*DOCUMENT EXCERPT*
# # #

Not that the bands and their fans — mostly young, mostly male, mostly white and noticeably angry at the world — divide themselves by class, color, sex or ZIP code.

 

"It's very united, the Connecticut hardcore scene," said John Zumbo, 24, a University of Connecticut psychology student who is the singer with Pray for Death. "But to an outsider, it's definitely violent."

 

Despite its reputation as a boring but happy place of white-glove politics and private beaches, Connecticut has long been fertile ground for an intense underground music movement known, incongruously enough, as Connecticut hardcore. Populated in no small measure by college-bound middle- and upper-middle- class high school students who form their own four-car-garage bands, Connecticut hardcore has evolved from its Fairfield County, post-punk origins 10 years ago into a dedicated, growing covey of young people united against hypocrisy, greed and sameness — essentially, America as they see it.

 

It is not heavy metal, not radio-ready alternative rock. Hardcore music, at least the variety popular in Connecticut and elsewhere in the metropolitan region, is defined by exactly those elements that keep it from becoming mainstream: gut-wrenching, screaming vocals and group dancing in which flailing fists, feet and elbows of some fans are expected to meet the eyes, ears and noses of others.

# # #

Rows from a collection
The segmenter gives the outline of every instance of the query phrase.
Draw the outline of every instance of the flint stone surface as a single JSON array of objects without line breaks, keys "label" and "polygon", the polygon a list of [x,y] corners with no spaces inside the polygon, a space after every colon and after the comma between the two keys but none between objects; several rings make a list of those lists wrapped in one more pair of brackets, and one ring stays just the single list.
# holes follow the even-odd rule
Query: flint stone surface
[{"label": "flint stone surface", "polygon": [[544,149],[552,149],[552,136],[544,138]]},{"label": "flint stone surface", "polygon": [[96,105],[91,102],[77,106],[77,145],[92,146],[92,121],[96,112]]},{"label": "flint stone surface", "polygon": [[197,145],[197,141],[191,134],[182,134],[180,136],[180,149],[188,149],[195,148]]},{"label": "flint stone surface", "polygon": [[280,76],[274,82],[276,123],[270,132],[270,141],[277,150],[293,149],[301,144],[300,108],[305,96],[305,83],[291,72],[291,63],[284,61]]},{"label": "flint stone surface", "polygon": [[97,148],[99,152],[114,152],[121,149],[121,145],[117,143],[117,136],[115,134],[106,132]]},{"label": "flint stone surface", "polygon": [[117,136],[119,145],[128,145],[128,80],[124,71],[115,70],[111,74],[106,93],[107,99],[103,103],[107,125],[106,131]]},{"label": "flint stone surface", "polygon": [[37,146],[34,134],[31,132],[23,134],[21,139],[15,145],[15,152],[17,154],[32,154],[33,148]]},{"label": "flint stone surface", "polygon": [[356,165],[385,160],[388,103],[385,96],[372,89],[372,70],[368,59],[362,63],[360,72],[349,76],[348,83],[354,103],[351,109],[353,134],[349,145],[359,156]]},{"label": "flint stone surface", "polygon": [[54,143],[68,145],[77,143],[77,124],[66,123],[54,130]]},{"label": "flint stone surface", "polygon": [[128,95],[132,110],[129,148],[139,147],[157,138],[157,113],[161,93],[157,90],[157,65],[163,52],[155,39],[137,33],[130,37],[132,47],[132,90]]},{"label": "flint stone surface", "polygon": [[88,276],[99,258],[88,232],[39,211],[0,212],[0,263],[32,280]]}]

# # #

*WRITTEN TASKS*
**1)** Reproduce the passage on Connecticut hardcore word for word, starting at "Despite its reputation" and ending at "they see it.".
**2)** Quote the rows, starting at their first line and ending at the line that contains "Query: flint stone surface".
The passage on Connecticut hardcore and the rows are unrelated pieces of material.

*EXERCISE SOLUTIONS*
**1)**
Despite its reputation as a boring but happy place of white-glove politics and private beaches, Connecticut has long been fertile ground for an intense underground music movement known, incongruously enough, as Connecticut hardcore. Populated in no small measure by college-bound middle- and upper-middle- class high school students who form their own four-car-garage bands, Connecticut hardcore has evolved from its Fairfield County, post-punk origins 10 years ago into a dedicated, growing covey of young people united against hypocrisy, greed and sameness — essentially, America as they see it.

**2)**
The segmenter gives the outline of every instance of the query phrase.
Draw the outline of every instance of the flint stone surface as a single JSON array of objects without line breaks, keys "label" and "polygon", the polygon a list of [x,y] corners with no spaces inside the polygon, a space after every colon and after the comma between the two keys but none between objects; several rings make a list of those lists wrapped in one more pair of brackets, and one ring stays just the single list.
# holes follow the even-odd rule
Query: flint stone surface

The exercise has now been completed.